- [Set exercise]: Return, word for word, every line that follows.

- [Entries]:
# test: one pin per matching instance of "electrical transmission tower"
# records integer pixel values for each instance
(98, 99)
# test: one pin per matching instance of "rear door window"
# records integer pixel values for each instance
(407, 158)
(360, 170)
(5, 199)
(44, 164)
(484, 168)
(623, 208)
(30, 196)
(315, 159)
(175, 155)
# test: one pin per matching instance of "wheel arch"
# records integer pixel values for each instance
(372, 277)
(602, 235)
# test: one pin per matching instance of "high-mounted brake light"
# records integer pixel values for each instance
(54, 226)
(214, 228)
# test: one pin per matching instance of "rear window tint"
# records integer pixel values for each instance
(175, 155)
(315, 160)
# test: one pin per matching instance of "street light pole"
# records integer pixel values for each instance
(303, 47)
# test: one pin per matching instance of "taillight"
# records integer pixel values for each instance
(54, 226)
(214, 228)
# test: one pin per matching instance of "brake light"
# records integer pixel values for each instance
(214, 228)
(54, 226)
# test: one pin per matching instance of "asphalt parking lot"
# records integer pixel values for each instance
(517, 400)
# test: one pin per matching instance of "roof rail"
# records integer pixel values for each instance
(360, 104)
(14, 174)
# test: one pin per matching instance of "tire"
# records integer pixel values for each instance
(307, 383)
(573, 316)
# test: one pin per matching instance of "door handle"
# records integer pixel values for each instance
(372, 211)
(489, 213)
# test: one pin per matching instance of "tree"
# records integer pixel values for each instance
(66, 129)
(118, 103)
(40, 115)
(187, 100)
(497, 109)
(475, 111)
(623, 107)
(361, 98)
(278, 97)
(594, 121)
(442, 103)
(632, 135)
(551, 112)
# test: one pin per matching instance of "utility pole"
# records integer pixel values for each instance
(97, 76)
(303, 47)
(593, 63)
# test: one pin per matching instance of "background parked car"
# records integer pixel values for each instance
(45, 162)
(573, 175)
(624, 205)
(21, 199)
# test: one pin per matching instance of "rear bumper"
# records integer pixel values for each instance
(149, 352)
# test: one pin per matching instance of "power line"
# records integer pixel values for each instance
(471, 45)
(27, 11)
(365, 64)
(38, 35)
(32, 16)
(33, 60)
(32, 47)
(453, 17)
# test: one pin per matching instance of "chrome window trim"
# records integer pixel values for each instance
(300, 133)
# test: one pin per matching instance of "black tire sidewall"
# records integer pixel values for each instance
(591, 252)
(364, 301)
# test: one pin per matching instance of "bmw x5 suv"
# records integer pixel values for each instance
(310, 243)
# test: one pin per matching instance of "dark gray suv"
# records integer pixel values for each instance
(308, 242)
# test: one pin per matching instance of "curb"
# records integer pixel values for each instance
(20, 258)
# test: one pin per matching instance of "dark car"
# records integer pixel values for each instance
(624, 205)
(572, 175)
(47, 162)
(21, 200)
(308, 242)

- [Exercise response]:
# test: one pin per matching instance of "electrical transmission tower"
# records integer pixel values for each instance
(98, 99)
# test: one pin per matching instance of "rear door window"
# records integer pixel values for each instance
(407, 158)
(360, 170)
(5, 199)
(44, 164)
(484, 168)
(623, 208)
(30, 196)
(315, 159)
(175, 155)
# test: one pin per matching instance of "wheel arch"
# records integer pixel values for each instance
(372, 277)
(602, 235)
# test: one pin per matching instance of "high-mounted brake light"
# records integer pixel values for each instance
(54, 226)
(214, 228)
# test: one pin per matching instance of "rear window tint"
# records integer pixel values for each instance
(175, 155)
(315, 160)
# test: one pin per matching instance of "street light pole"
# records integer pixel values for each instance
(303, 47)
# test: one pin per matching instance of "taillight"
# records integer pixel values for each instance
(54, 226)
(214, 228)
# test: one pin per matching instance of "brake light"
# records integer pixel values for each instance
(214, 228)
(54, 226)
# test: one pin per matching instance of "asphalt parking lot"
# records integer pixel values for each instance
(517, 400)
# test: one pin per matching instance of "roof rail"
# records integer pixel values for each instance
(360, 104)
(14, 174)
# test: one pin per matching instance of "tire"
# records integer pixel values for each instance
(307, 383)
(573, 316)
# test: one pin per matching instance of "door handle"
# records integer pixel values for each instance
(372, 211)
(489, 213)
# test: one pin per matching instance of "tree"
# records integer pixel values for each instance
(66, 129)
(118, 103)
(40, 115)
(187, 100)
(497, 109)
(475, 111)
(623, 107)
(361, 98)
(278, 97)
(594, 121)
(442, 103)
(632, 135)
(551, 112)
# test: one pin per matching instance of "utility pole"
# records integer pixel values for each instance
(97, 76)
(303, 47)
(593, 63)
# test: one pin per matching instance of "background parked car"
# records integer pixel values for each instance
(45, 162)
(573, 175)
(624, 205)
(21, 199)
# test: one pin per matching instance of "rear bumper"
# records integer pixel values for each instance
(149, 352)
# test: one pin per matching instance of "power line"
# records integer pixel values for each instance
(471, 45)
(27, 11)
(365, 64)
(38, 35)
(32, 16)
(33, 60)
(32, 47)
(453, 17)
# test: one pin per matching instance of "chrome window trim"
# records integer pixel values for each instance
(300, 133)
# test: one pin per matching instance of "black tire sidewall"
# records integer pixel values for each instance
(591, 252)
(364, 301)
# test: one pin per matching instance of "bmw x5 suv"
# records integer pixel values for each instance
(310, 243)
# test: one pin per matching instance of "dark gray suv"
# records integer pixel values for each instance
(308, 242)
# test: one pin per matching instance of "curb"
# records integer pixel values for each instance
(20, 258)
# test: one pin per matching instance of "dark car"
# records integer pixel values for each instance
(624, 205)
(572, 175)
(47, 162)
(21, 200)
(308, 242)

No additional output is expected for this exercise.